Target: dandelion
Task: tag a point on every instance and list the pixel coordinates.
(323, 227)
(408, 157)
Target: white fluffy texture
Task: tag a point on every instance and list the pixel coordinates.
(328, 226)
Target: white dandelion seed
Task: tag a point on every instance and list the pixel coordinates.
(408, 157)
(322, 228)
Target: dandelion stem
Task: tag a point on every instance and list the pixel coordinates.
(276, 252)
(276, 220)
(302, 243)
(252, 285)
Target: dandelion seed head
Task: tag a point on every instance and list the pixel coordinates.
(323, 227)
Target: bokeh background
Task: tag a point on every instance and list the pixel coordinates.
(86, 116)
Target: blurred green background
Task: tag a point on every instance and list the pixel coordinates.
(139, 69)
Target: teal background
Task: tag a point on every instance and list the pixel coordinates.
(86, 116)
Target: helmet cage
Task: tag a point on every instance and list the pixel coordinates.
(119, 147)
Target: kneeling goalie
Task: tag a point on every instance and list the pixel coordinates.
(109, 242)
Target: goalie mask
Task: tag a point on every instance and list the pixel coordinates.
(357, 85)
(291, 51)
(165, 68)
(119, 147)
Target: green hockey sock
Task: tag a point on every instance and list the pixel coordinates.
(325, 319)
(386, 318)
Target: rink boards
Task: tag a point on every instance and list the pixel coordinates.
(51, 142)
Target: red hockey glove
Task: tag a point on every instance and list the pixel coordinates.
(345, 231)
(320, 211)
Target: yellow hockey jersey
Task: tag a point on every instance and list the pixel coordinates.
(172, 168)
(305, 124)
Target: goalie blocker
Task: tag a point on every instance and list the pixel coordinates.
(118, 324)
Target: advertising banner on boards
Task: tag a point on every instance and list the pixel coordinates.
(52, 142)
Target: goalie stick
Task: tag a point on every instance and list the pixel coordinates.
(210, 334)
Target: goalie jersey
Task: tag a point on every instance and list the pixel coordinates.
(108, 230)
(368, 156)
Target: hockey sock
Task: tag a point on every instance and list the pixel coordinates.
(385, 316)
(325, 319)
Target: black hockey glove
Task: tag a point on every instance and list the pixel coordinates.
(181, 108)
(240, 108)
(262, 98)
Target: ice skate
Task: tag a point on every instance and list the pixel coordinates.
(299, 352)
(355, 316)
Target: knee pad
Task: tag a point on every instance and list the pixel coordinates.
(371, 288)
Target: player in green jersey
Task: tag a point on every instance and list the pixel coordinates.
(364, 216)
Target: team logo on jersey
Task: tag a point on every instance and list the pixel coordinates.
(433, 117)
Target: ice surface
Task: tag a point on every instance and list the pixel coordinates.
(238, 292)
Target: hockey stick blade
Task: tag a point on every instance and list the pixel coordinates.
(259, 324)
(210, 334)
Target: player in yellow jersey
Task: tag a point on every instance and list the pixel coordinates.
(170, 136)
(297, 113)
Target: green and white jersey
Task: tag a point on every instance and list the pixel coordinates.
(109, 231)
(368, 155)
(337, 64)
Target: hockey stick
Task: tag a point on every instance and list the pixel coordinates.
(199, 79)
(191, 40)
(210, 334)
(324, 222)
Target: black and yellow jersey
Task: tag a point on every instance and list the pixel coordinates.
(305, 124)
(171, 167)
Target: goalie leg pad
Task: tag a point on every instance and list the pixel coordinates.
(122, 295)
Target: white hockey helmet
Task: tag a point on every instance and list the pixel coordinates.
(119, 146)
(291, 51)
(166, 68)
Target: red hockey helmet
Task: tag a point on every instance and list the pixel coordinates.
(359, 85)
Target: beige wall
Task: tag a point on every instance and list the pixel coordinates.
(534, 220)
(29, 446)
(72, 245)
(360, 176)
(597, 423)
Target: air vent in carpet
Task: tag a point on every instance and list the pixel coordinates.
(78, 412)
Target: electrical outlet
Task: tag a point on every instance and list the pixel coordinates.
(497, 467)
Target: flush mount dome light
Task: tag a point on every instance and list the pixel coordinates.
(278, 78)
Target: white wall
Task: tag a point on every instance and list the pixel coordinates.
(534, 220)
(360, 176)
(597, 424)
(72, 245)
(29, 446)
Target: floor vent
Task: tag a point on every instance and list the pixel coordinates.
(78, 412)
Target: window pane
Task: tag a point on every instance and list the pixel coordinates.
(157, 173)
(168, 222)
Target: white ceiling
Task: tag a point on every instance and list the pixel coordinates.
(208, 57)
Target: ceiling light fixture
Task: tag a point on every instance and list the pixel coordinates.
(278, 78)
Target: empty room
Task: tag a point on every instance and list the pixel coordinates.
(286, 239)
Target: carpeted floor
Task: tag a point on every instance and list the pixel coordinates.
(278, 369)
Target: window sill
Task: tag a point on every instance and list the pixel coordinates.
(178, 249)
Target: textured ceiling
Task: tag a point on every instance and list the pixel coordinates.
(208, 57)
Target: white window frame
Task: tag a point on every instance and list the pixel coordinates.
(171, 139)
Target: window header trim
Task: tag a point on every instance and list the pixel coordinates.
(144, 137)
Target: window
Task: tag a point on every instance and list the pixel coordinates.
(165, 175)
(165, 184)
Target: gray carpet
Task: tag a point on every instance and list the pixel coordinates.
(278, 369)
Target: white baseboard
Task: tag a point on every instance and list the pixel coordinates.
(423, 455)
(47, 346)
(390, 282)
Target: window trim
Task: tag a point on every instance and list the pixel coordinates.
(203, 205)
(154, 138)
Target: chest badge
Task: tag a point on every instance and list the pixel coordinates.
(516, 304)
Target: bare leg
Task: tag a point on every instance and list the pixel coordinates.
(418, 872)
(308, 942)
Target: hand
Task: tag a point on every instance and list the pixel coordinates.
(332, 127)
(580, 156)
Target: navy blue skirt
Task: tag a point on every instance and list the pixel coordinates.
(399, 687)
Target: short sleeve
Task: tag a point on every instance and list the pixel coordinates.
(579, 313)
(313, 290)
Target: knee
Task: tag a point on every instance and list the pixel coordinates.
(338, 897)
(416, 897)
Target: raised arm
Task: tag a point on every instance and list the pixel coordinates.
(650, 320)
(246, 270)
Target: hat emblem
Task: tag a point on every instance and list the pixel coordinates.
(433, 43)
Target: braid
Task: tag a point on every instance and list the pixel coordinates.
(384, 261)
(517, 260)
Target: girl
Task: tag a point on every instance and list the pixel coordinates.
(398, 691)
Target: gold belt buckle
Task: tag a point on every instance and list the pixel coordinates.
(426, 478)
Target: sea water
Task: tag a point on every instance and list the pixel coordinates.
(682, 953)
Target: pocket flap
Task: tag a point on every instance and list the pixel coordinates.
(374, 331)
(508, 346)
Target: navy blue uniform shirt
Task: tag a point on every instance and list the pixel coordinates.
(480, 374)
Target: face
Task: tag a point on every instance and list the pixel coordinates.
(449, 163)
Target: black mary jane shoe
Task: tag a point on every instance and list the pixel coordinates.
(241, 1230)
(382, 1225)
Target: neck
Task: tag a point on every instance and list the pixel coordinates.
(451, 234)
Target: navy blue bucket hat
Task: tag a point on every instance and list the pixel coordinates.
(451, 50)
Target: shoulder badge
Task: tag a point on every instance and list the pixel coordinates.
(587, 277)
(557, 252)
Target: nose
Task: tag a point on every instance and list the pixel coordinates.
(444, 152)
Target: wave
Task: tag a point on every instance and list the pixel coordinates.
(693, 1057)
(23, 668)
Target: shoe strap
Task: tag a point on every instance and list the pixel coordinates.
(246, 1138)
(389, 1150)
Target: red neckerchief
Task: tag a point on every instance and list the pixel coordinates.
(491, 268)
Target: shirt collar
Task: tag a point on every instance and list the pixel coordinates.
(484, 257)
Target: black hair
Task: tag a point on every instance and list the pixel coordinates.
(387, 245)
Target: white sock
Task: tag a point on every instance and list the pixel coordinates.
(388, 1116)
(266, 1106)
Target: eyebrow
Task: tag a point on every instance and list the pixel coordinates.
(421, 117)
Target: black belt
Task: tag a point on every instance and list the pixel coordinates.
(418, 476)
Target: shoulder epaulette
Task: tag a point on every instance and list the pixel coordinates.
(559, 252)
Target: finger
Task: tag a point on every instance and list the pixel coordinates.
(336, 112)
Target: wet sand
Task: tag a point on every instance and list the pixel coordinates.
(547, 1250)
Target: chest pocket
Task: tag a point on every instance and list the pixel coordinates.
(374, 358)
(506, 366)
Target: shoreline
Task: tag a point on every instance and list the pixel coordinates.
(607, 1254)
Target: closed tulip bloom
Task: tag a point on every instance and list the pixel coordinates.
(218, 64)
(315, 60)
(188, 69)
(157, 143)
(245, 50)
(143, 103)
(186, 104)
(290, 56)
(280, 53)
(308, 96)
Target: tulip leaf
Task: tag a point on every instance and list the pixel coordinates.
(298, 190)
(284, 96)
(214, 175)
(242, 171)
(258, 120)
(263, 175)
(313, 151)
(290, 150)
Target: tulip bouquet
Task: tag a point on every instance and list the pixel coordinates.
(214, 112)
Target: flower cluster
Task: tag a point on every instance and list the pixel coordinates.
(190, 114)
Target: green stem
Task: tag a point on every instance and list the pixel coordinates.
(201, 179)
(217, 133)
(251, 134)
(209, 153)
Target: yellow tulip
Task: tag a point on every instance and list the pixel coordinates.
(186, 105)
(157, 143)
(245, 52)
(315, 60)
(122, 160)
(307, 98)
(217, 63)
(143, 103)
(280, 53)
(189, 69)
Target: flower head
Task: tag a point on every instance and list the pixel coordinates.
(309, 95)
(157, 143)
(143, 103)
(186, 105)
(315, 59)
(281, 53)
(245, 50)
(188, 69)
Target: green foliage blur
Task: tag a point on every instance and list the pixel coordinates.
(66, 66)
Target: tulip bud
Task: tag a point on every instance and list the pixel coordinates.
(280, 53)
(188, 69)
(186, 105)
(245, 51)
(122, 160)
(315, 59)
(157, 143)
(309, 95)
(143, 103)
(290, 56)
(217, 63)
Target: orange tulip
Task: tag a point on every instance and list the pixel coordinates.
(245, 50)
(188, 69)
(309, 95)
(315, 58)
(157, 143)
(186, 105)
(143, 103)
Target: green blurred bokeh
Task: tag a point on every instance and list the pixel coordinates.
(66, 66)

▶ Exercise objective
Print, exactly and only, the lines running from the one with "Target: tulip bouquet" to the end of the data above.

▶ Answer space
Target: tulip bouquet
Task: tag a point on every instance and list the pixel coordinates.
(214, 112)
Target: flower cluster
Task: tag a point on every instance and list the pixel coordinates.
(190, 114)
Target: green stem
Task: tag a point on every instance and list the pixel coordinates.
(201, 179)
(217, 133)
(251, 134)
(209, 153)
Target: yellow tulip
Task: tag a point on every instance and list the pixel coordinates.
(186, 105)
(157, 143)
(245, 52)
(315, 60)
(122, 160)
(307, 98)
(217, 63)
(143, 103)
(280, 53)
(189, 69)
Target: flower head
Task: tag a point on every instance and list the pixel coordinates.
(309, 95)
(157, 143)
(143, 103)
(186, 105)
(315, 59)
(281, 53)
(245, 50)
(188, 69)
Target: green foliage blur
Task: tag a point on every instance and list the pixel coordinates.
(66, 66)
Target: tulip bud
Task: tag a point on every instance and list the pixel coordinates.
(280, 53)
(188, 69)
(186, 105)
(245, 51)
(122, 160)
(315, 59)
(157, 143)
(309, 95)
(143, 103)
(290, 56)
(217, 63)
Target: orange tulip
Task: tag a point on every instance and list the pixel coordinates.
(245, 50)
(188, 69)
(309, 95)
(315, 58)
(157, 143)
(186, 105)
(143, 103)
Target: green blurred bokeh
Task: tag a point on every instance and list the pixel coordinates.
(66, 66)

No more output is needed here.